#### What is needed
Copy out all the entries exactly.

***** Entries shown *****

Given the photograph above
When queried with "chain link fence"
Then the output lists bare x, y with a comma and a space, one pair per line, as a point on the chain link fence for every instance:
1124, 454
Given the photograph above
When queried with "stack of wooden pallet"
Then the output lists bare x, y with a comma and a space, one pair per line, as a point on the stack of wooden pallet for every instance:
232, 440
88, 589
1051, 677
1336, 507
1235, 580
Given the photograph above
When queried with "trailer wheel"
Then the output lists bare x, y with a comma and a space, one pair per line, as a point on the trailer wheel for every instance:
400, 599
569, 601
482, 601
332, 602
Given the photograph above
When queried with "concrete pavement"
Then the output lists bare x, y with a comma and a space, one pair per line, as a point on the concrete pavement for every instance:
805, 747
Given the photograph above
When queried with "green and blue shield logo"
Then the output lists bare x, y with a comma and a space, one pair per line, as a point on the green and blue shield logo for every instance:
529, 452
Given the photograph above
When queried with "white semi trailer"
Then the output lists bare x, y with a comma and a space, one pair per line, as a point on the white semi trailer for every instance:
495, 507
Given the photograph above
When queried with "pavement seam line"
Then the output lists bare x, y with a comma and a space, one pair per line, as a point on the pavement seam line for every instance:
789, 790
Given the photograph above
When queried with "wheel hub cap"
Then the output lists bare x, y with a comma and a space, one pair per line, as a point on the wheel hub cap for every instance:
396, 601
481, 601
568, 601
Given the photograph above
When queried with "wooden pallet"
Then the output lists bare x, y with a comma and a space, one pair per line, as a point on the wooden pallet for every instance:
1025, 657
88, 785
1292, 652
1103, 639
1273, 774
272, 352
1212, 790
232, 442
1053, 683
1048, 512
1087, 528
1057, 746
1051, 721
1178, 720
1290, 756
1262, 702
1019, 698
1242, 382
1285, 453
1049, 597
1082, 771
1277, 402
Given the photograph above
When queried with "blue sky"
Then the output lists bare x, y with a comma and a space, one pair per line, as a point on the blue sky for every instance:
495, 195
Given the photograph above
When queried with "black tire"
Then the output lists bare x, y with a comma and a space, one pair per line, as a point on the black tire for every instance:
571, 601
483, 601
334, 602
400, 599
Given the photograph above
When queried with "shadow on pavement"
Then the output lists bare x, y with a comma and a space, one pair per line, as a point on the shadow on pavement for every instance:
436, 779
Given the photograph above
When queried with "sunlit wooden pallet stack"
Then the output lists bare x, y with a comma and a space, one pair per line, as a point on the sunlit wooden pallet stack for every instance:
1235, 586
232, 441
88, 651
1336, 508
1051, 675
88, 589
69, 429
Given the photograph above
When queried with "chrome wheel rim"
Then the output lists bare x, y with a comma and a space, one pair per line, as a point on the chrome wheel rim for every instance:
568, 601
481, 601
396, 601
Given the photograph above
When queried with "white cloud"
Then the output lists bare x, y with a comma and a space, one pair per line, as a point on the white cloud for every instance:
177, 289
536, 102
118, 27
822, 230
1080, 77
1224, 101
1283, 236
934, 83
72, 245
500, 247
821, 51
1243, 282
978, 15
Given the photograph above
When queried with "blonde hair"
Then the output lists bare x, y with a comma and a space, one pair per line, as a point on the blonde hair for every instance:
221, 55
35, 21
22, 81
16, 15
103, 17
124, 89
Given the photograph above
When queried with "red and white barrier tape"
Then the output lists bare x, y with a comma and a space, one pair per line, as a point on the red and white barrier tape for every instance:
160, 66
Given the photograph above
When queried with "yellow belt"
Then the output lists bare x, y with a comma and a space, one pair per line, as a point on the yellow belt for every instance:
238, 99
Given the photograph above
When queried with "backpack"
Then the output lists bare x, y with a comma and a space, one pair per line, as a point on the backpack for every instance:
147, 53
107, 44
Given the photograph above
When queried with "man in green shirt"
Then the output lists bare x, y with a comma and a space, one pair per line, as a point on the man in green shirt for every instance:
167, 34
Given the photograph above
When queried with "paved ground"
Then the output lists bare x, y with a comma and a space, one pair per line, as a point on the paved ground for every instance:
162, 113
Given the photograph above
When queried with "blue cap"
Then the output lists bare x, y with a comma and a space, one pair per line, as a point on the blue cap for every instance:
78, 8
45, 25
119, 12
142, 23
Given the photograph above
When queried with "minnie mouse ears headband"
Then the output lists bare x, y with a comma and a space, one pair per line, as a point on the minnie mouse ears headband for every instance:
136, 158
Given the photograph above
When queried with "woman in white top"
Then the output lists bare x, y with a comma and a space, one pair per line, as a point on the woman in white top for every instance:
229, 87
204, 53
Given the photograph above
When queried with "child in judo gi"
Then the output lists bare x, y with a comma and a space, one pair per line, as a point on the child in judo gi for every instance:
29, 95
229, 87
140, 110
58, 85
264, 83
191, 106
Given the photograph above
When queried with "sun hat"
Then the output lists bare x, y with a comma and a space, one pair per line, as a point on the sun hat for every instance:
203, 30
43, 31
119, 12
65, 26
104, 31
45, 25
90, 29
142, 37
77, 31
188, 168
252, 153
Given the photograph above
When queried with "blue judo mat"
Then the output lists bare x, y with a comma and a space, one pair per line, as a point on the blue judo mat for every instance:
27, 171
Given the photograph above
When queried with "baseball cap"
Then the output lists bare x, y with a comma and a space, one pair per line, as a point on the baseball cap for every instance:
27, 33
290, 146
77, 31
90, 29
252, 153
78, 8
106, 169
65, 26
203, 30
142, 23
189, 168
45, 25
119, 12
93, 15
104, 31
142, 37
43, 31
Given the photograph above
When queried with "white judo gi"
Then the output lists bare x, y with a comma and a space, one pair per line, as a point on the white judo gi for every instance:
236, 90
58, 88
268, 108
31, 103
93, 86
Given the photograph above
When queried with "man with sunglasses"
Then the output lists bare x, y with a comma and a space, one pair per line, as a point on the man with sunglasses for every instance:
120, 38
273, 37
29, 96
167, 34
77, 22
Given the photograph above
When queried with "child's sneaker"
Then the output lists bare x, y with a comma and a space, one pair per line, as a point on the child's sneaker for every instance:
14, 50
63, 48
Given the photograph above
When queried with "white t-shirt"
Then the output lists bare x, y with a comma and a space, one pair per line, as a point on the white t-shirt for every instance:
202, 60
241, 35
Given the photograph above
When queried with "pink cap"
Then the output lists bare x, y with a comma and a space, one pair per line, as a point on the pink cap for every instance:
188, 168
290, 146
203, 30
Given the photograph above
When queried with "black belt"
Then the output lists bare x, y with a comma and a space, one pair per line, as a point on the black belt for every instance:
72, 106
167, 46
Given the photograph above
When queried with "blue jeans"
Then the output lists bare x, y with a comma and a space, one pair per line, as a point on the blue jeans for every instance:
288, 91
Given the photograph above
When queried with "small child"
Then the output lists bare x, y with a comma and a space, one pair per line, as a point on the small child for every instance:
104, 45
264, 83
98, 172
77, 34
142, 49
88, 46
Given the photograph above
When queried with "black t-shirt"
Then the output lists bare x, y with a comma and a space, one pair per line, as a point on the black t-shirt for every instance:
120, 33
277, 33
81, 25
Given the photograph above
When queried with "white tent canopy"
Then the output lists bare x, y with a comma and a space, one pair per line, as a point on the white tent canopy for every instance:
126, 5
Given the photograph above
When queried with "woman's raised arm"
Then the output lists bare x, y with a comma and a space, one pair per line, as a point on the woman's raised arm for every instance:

*****

#### Task solution
Given the photograph above
When queried with "chain link fence"
Then the output lists bare x, y with a comma and a space, one pair per line, as a point on the chain link fence for every instance:
1124, 454
Given the photograph above
When queried with "stack of wooden pallet"
Then the output lists bare x, y with a comma and a space, one pair per line, as a point on the stack of wooden pallet for every instance:
232, 440
88, 589
1051, 677
1336, 507
1235, 580
Given the photograph above
When queried with "trailer wheel"
Then the output lists bare x, y with a comma and a space, one pair per line, as a point on the trailer wheel for every instance:
400, 599
569, 601
482, 601
332, 602
Given the photograph above
When queried with "concrete pavement"
Then the output lists bare x, y with a comma and a space, one pair per line, as a point on the concrete pavement for every instance:
805, 747
Given the photograph above
When queried with "green and blue shield logo"
Then the output lists bare x, y with a comma and a space, one pair per line, as a point on the green and blue shield logo for every instance:
529, 452
Given the photograph above
When queried with "white semi trailer"
Then the output lists bare x, y with a comma and a space, one pair per line, as a point on the white semi trailer for every instance:
495, 507
Given the photograph above
When queried with "pavement seam line"
Then the output lists bare x, y with a comma and a space, one pair per line, as a point on the pavement seam line for every instance:
789, 790
Given the photograph above
When queried with "wheel hub cap"
Then the output lists bare x, y with a comma and a space, one pair per line, as a point on the wheel hub cap for every instance:
396, 601
481, 601
568, 601
Given the photograph above
When queried with "wooden pallet"
Then the output lists bare x, y with a comma and a space, one pair per line, as a point on the wooden pallet for every instance:
1025, 657
88, 785
1292, 652
1103, 639
1273, 774
272, 352
1212, 790
232, 442
1053, 683
1048, 512
1087, 528
1057, 746
1051, 721
1178, 720
1290, 756
1262, 702
1019, 698
1242, 382
1285, 453
1049, 597
1082, 771
1277, 402
Given the photograph above
When queried with "blue sky"
Then the output lists bare x, y with a comma and a space, one pair per line, as a point on the blue sky for every instance:
495, 195
Given the photograph above
When queried with "black tire"
Then the output lists bare x, y with a comma and a space, one pair per line, as a point on the black tire for every instance:
571, 601
483, 601
334, 602
400, 599
Given the photograph above
When queried with "shadow on pavement"
Then the output lists bare x, y with a comma and a space, one pair per line, as a point on the shadow on pavement for every instance:
436, 779
Given the photograph above
When queried with "sunlit wooden pallet stack"
Then the output lists bare x, y with a comma and a space, one pair per line, as a point on the sunlit wooden pallet stack for every instance:
1235, 586
232, 441
88, 651
1336, 508
1051, 675
88, 589
69, 429
Given the photograph above
When queried with "chrome wheel rim"
Then the output lists bare x, y with a comma and a space, one pair per line, as a point on the chrome wheel rim for every instance:
568, 601
481, 601
396, 601
Given the photograph above
When queried with "white cloud"
Then the output lists bare x, y with a comma and a space, one pair per line, as a point on the white cloud for every instance:
177, 289
536, 102
118, 27
822, 230
1080, 77
1224, 101
1283, 236
934, 83
72, 245
500, 247
821, 51
1243, 282
978, 15
Given the photograph above
When queried with "blonde hair"
Then the output lists bare x, y with a comma and a space, one pair per line, as a point on the blonde hair for every instance:
221, 55
35, 21
22, 81
16, 15
103, 17
124, 89
Given the photograph above
When queried with "red and white barrier tape"
Then the output lists bare x, y with a comma and a space, one pair per line, as a point on the red and white barrier tape for every instance:
160, 66
Given the photograph above
When queried with "yellow belt"
Then the output lists bare x, y with a comma and a space, one pair per line, as a point on the yellow belt for every instance:
238, 99
Given the photograph above
When queried with "backpack"
Then the output lists bare x, y with a comma and a space, one pair per line, as a point on the backpack for every instance:
147, 53
107, 44
Given the photograph above
When queried with "man in green shirt"
Then the output lists bare x, y with a comma and a space, one pair per line, as a point on the man in green shirt for every instance:
167, 34
Given the photograph above
When queried with "paved ground"
Then the output lists bare x, y with a comma and a space, one pair per line, as a point on the paved ground for every instance:
162, 113
Given the photograph above
When queried with "blue cap"
Then the output lists bare x, y with a comma and a space, one pair per line, as a point on the blue cap for every instance:
78, 8
45, 25
119, 12
142, 23
Given the photograph above
When queried with "minnie mouse ears headband"
Then the output lists bare x, y with a comma and a space, one pair per line, as a point on the minnie mouse ears headband for every instance:
136, 158
Given the photograph above
When queried with "woman in white top"
Then the output lists bare x, y with a comma and a space, one pair per line, as a point on the woman in white top for every instance:
229, 87
204, 53
Given the photograph above
When queried with "child in judo gi"
Then the output lists bare x, y with a comma and a space, one pair per line, as a point on the child in judo gi for every instance:
29, 95
229, 87
140, 110
58, 85
264, 83
191, 106
Given the photograph above
When queried with "sun hat"
Then the output lists bare x, y with a comma and a space, one pair per line, as a point on the sun hat for every instance:
203, 30
43, 31
119, 12
65, 26
104, 31
45, 25
90, 29
142, 37
77, 31
188, 168
252, 153
Given the photograph above
When queried with "blue judo mat"
Then the output lists bare x, y with a comma and a space, one pair per line, as a point on the blue judo mat for every instance:
27, 171
Given the photograph above
When queried with "baseball cap"
Then the output lists bare x, y with a comma and a space, one pair per line, as a point on the baseball cap for every instance:
27, 33
290, 146
77, 31
90, 29
252, 153
78, 8
106, 169
65, 26
203, 30
142, 23
189, 168
45, 25
119, 12
93, 15
104, 31
142, 37
43, 31
Given the photograph above
When queried with "white judo gi"
Then the output lists bare x, y with a comma and a space, one pair per line, as a point on the white judo gi for every instance:
236, 90
58, 88
268, 108
31, 103
93, 86
Given the photograph above
When queried with "man with sunglasses"
Then the output lists bare x, y with a comma and a space, one pair per line, as a point on the man with sunglasses for every instance:
120, 38
273, 37
29, 96
167, 34
77, 22
Given the photograph above
When queried with "child's sneaker"
Then the output lists bare x, y with a comma and a space, one pair per line, as a point on the child's sneaker for every instance:
14, 50
63, 48
Given the photograph above
When queried with "white t-shirt"
Then the output lists bare x, y with a comma and a space, one pair per line, as a point on the white t-shirt for every instance:
202, 60
241, 35
Given the photograph above
When queried with "pink cap"
Then the output lists bare x, y with a comma and a space, one pair per line, as a point on the pink cap for every instance:
188, 168
290, 146
203, 30
Given the photograph above
When queried with "black belt"
Then the output lists bare x, y with a comma and a space, one pair per line, as a point on the black belt for every instance:
72, 106
167, 46
Given the photograph above
When queried with "blue jeans"
Then the output lists bare x, y with a comma and a space, one pair per line, as a point on the blue jeans for every instance:
288, 91
Given the photograph above
When queried with "small child"
Then the output lists bare x, y with a comma and a space, one pair per line, as a point on the small child for every instance:
104, 45
264, 83
98, 172
77, 34
142, 49
88, 46
Given the photograph above
When queried with "black t-shirt"
Then the output lists bare x, y with a comma and a space, one pair per line, as a point on the black t-shirt for every instance:
120, 33
277, 33
81, 25
Given the photograph above
When queried with "white tent canopy"
Then the output lists bare x, y with a comma and a space, one pair per line, as a point on the white tent canopy for every instance:
126, 5
Given the photograph above
When queried with "woman's raised arm"
Then the output lists bare x, y with a comma and a space, one pair per line, as a point on the woman's raised arm for every instance:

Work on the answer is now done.